## [SET PROBLEM]
Return the full listing exactly as it is written.

Pointing dataset records
· · · ·

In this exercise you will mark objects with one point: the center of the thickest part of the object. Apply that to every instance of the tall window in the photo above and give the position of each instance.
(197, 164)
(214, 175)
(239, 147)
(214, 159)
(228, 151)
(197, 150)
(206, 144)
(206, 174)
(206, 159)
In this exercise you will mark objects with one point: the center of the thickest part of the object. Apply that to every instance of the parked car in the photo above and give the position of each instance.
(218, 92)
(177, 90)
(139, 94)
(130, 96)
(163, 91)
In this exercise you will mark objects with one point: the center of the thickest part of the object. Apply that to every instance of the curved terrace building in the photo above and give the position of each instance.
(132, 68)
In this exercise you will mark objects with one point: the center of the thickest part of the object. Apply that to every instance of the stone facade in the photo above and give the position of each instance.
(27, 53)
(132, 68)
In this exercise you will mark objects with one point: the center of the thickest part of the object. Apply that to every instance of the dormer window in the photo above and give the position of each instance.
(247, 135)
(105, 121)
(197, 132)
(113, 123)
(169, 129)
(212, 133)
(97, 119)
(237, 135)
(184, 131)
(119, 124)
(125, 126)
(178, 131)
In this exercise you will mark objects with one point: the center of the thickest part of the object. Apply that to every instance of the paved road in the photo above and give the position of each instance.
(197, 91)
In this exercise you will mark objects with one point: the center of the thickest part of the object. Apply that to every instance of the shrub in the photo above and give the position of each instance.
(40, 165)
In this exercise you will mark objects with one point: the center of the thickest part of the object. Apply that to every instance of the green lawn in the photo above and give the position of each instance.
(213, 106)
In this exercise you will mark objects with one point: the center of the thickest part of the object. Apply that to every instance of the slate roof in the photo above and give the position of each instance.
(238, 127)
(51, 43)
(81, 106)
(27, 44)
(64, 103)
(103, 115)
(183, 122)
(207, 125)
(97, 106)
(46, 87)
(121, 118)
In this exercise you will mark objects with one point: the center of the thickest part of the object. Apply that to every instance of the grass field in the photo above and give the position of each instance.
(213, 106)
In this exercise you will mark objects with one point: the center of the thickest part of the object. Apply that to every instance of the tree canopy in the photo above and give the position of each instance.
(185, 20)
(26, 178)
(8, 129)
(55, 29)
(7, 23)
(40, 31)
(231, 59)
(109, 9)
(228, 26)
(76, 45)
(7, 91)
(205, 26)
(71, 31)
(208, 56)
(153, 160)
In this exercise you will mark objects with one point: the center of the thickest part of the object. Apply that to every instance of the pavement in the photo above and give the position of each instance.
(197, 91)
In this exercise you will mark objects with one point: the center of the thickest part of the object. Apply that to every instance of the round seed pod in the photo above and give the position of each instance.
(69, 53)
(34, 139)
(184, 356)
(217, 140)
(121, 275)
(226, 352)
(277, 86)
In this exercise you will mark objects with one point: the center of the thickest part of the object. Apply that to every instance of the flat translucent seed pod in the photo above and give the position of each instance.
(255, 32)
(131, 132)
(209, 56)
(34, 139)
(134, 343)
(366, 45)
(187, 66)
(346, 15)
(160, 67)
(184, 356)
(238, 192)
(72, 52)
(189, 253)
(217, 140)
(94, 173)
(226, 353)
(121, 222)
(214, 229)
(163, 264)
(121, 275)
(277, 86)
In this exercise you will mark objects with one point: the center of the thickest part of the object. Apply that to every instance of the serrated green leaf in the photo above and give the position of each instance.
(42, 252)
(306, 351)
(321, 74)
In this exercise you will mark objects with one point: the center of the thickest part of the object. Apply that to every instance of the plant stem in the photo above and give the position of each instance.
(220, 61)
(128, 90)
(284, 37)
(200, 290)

· · · ·

## [EXERCISE OUTPUT]
In this exercise you will mark objects with one point: the center of the thickest part of the object. Apply that to every instance of the tall window in the photo above and give the position of each instance.
(197, 164)
(214, 175)
(239, 147)
(214, 159)
(228, 151)
(197, 150)
(206, 144)
(206, 174)
(206, 159)
In this exercise you will mark objects with one point: the center of the thickest part of the object. Apply that to every instance of the parked car in the photo above and give the position of each instance.
(218, 92)
(177, 90)
(139, 94)
(130, 96)
(163, 91)
In this exercise you will mark objects with one point: the center of the thickest part of the object. Apply that to every instance of the curved terrace building in the photo above and give the position of each instance.
(132, 68)
In this exercise you will mark objects with one point: the center of the thickest part of the object. Apply that to every instance of the stone facade in the photo above and give the position of each instance.
(27, 53)
(132, 68)
In this exercise you will mark objects with one point: the center of the thickest part of the object. Apply that to every instance of the dormer window in the photo above and give the position of each instance.
(247, 135)
(105, 121)
(197, 132)
(113, 123)
(169, 129)
(212, 133)
(97, 119)
(237, 135)
(184, 131)
(119, 124)
(125, 126)
(178, 131)
In this exercise you will mark objects with one point: the center of the thickest part of the object. Apply that to every instance of the paved road in the photo above and give the position of each instance.
(197, 91)
In this exercise you will mark objects with one point: the center of the thickest part of the object. Apply that to every instance of the shrub in the photo above and give the position of each instance.
(40, 165)
In this exercise you will mark objects with one point: the center of the thickest part of the object. Apply that to every instance of the green lawn in the photo above and give the position of each instance.
(213, 106)
In this exercise you will mark objects with one point: the center of the thickest part of the object. Apply that to every instance of the slate roof in the photo above and give the position of each instance.
(238, 127)
(51, 43)
(81, 106)
(27, 44)
(64, 103)
(103, 115)
(183, 122)
(207, 125)
(97, 106)
(46, 87)
(121, 118)
In this exercise you will mark objects with one point: the center of the thickest part of the object. Apply that to every instance of the grass field in the photo above and give the position of each instance.
(213, 106)
In this exercise you will mark objects with one point: the center of the thickest part of the object. Apply that to every instance of the tree canopy in the photo above and give the position of each instance.
(185, 20)
(26, 178)
(8, 129)
(55, 29)
(7, 23)
(40, 31)
(231, 59)
(109, 9)
(228, 26)
(76, 45)
(7, 91)
(205, 26)
(71, 31)
(208, 56)
(153, 160)
In this exercise you will mark objects with one point: the center of the thickest part of the object. Apply that to every instance of the pavement in the photo above and give the position of each instance.
(197, 91)
In this exercise you will mark objects with one point: the center of the thickest part of the object. Apply that to every instance of the round seed pod in the photo above and give the position of each instance.
(69, 53)
(34, 139)
(184, 356)
(217, 140)
(121, 275)
(226, 352)
(277, 86)
In this exercise you will mark objects with one point: the center of the thickest part of the object. Apply that to every instance of the flat translucent seed pod in the photo above and give the position of each instance.
(255, 32)
(131, 132)
(209, 56)
(34, 139)
(134, 343)
(366, 45)
(187, 66)
(346, 15)
(160, 67)
(184, 356)
(238, 192)
(72, 52)
(189, 253)
(217, 140)
(94, 173)
(226, 353)
(121, 222)
(214, 229)
(163, 264)
(121, 275)
(277, 86)
In this exercise you will mark objects with one point: the center of the thickest part of the object. Apply that to every instance of the serrated green leaf in the photo above and give the position of each instance.
(42, 252)
(306, 351)
(321, 74)
In this exercise you will mark objects with one point: the center of the thickest part of the object. Apply that to every instance of the plant stem in the photo above and give the position of each instance.
(220, 61)
(128, 90)
(284, 37)
(200, 290)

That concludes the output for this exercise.